**What you need to do**
Write the data out again exactly and in full.
• • • • •
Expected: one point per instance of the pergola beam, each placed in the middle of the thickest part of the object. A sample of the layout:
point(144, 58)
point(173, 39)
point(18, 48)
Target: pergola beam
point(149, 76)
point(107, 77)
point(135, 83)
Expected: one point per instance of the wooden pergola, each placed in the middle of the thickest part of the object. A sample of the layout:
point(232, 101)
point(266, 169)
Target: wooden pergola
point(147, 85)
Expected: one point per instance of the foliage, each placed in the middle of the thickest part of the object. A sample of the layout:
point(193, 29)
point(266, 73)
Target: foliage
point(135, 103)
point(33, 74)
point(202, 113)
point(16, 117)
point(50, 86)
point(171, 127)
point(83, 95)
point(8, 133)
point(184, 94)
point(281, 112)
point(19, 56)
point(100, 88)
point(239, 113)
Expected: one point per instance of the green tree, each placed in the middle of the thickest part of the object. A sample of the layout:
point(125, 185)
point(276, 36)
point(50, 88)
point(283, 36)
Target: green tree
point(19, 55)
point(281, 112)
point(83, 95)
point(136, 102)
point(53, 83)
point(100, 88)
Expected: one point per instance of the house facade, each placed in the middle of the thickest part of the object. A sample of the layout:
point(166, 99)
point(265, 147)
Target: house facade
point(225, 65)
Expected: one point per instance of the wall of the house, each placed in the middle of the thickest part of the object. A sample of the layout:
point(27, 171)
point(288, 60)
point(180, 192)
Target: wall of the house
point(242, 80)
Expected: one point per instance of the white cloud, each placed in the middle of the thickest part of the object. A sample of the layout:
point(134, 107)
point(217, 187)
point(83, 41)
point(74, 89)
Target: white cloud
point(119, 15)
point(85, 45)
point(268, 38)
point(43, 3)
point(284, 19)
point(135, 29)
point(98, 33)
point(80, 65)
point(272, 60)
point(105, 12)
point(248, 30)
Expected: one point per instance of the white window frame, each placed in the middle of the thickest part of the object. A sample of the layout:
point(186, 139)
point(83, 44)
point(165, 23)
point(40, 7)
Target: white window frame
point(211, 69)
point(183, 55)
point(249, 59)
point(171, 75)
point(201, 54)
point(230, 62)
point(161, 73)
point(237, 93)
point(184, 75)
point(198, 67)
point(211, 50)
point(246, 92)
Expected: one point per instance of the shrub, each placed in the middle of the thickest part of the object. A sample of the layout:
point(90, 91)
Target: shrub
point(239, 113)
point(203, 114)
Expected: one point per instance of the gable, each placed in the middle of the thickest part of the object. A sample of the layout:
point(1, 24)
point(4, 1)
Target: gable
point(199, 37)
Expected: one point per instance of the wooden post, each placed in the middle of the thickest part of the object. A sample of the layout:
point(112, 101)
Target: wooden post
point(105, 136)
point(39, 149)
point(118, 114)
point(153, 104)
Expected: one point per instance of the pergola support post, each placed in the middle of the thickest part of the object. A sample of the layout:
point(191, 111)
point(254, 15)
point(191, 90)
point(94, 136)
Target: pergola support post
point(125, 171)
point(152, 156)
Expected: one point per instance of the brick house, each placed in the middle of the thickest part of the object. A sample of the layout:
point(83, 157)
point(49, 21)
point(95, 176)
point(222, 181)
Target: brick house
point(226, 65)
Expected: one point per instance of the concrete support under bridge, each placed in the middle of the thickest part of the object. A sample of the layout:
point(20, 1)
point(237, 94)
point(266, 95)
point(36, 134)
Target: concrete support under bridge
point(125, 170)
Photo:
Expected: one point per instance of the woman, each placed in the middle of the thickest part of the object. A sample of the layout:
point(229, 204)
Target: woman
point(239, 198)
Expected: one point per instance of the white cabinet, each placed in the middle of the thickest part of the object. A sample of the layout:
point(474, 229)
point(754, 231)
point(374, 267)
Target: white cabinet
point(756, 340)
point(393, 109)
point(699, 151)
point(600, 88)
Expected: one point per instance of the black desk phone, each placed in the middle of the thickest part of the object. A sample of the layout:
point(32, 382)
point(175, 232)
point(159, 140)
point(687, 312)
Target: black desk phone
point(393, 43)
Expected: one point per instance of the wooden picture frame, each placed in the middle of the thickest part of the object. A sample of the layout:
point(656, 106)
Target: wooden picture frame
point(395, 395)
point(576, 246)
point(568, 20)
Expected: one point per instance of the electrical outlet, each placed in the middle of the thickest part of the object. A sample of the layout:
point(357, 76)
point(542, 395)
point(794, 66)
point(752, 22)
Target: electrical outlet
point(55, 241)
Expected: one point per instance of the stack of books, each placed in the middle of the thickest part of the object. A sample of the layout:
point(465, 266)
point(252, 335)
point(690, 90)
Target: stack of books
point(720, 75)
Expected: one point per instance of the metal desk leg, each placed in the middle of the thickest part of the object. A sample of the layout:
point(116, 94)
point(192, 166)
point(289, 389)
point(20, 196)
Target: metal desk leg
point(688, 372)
• • • • •
**Exercise answer**
Expected: one point per instance of the pergola beam, each placed in the middle of the thickest part of the object. A sample of the layout:
point(144, 58)
point(173, 39)
point(18, 48)
Target: pergola beam
point(149, 76)
point(107, 77)
point(135, 83)
Expected: one point per instance of the wooden pergola, each placed in the middle of the thickest part of the object. A sample of the layout:
point(232, 101)
point(266, 169)
Target: wooden pergola
point(147, 85)
Expected: one point per instance of the foliage, each placed in the middle of the thickest part of the object. A sample of the layout:
point(193, 29)
point(266, 73)
Target: foliage
point(135, 103)
point(33, 74)
point(202, 113)
point(16, 117)
point(50, 86)
point(171, 127)
point(83, 95)
point(8, 133)
point(184, 94)
point(281, 112)
point(19, 56)
point(100, 88)
point(239, 113)
Expected: one point per instance of the green tree, each placed in the middle of the thickest part of the object. A sample of the layout:
point(125, 185)
point(276, 36)
point(50, 88)
point(283, 36)
Target: green tree
point(19, 55)
point(281, 112)
point(83, 95)
point(136, 102)
point(53, 83)
point(100, 88)
Expected: one point per instance of the house facade, each placed in the middle of the thickest part of the object. A sample of the layout:
point(166, 99)
point(265, 147)
Target: house facade
point(225, 65)
Expected: one point per instance of the wall of the house, each placed in the middle of the thickest part of the object. A sample of the layout:
point(27, 171)
point(288, 60)
point(180, 192)
Target: wall of the house
point(242, 80)
Expected: one point per instance of the white cloud, each placed in the middle of the thickest part of the object. A sample of the layout:
point(134, 107)
point(217, 187)
point(83, 41)
point(74, 89)
Target: white cloud
point(119, 15)
point(85, 45)
point(268, 38)
point(43, 3)
point(284, 19)
point(135, 29)
point(98, 33)
point(80, 65)
point(272, 60)
point(105, 12)
point(248, 30)
Expected: one point per instance of the white window frame, each placed in the middle of the thickest part of the object. A sample of the layout:
point(186, 139)
point(83, 44)
point(165, 23)
point(40, 7)
Target: white window frame
point(211, 69)
point(183, 55)
point(249, 59)
point(171, 75)
point(201, 54)
point(230, 62)
point(161, 73)
point(237, 93)
point(184, 75)
point(198, 67)
point(211, 50)
point(246, 92)
Expected: one point per instance of the shrub, each placed in the middle of the thickest part of the object. A sample of the layout:
point(90, 91)
Target: shrub
point(239, 113)
point(203, 114)
Expected: one point per instance of the gable, each placed in the middle of the thickest part of the object. A sample of the layout:
point(1, 24)
point(4, 1)
Target: gable
point(199, 37)
Expected: one point per instance of the wooden post, each placed in the middle of the thickest part of the object. A sample of the layout:
point(112, 101)
Target: wooden post
point(105, 136)
point(39, 149)
point(118, 114)
point(153, 104)
Expected: one point per instance of the pergola support post, each placed in the middle of the thickest part of the object. A sample of the layout:
point(191, 111)
point(254, 15)
point(191, 90)
point(94, 136)
Target: pergola support post
point(125, 171)
point(152, 156)
Expected: one point per instance of the brick house, each placed in the middle of the thickest part of the object. A sample of the layout:
point(83, 157)
point(49, 21)
point(95, 176)
point(222, 181)
Target: brick house
point(226, 65)
Expected: one point per instance of the concrete support under bridge, each placed in the middle of the thickest part of the object. A sample of the layout:
point(20, 1)
point(237, 94)
point(266, 95)
point(36, 134)
Target: concrete support under bridge
point(125, 170)
Photo:
Expected: one point per instance of the woman, each placed in the middle of the thickest part of the object. A sample of the layout:
point(229, 204)
Target: woman
point(239, 198)
Expected: one point per instance of the white cabinet, each placed in the middle of the thickest part of the object. A sample of the layout:
point(474, 229)
point(754, 231)
point(374, 267)
Target: white cabinet
point(756, 340)
point(393, 109)
point(699, 151)
point(600, 88)
Expected: one point per instance of the black desk phone, each placed in the middle of the thickest part of the object. A sample of the layout:
point(32, 382)
point(175, 232)
point(159, 140)
point(687, 312)
Target: black desk phone
point(393, 43)
Expected: one point per instance of the wooden picture frame, each placed in the middle of the thickest part of the object. A sample of the layout:
point(656, 106)
Target: wooden picture frame
point(395, 395)
point(576, 246)
point(568, 20)
Expected: one point per instance of the electrical outlet, each placed in the middle of the thickest part of the object. A sample of the layout:
point(357, 76)
point(542, 395)
point(794, 66)
point(752, 22)
Target: electrical outlet
point(55, 241)
Expected: one point per instance of the stack of books, each placed in the middle of the thickest part of the object. A sample of the layout:
point(465, 266)
point(252, 335)
point(690, 90)
Target: stack of books
point(720, 75)
Expected: one point per instance of the metal desk leg, each placed in the middle of the thickest part of the object. A sample of the layout:
point(116, 94)
point(192, 166)
point(289, 389)
point(20, 196)
Target: metal desk leg
point(688, 372)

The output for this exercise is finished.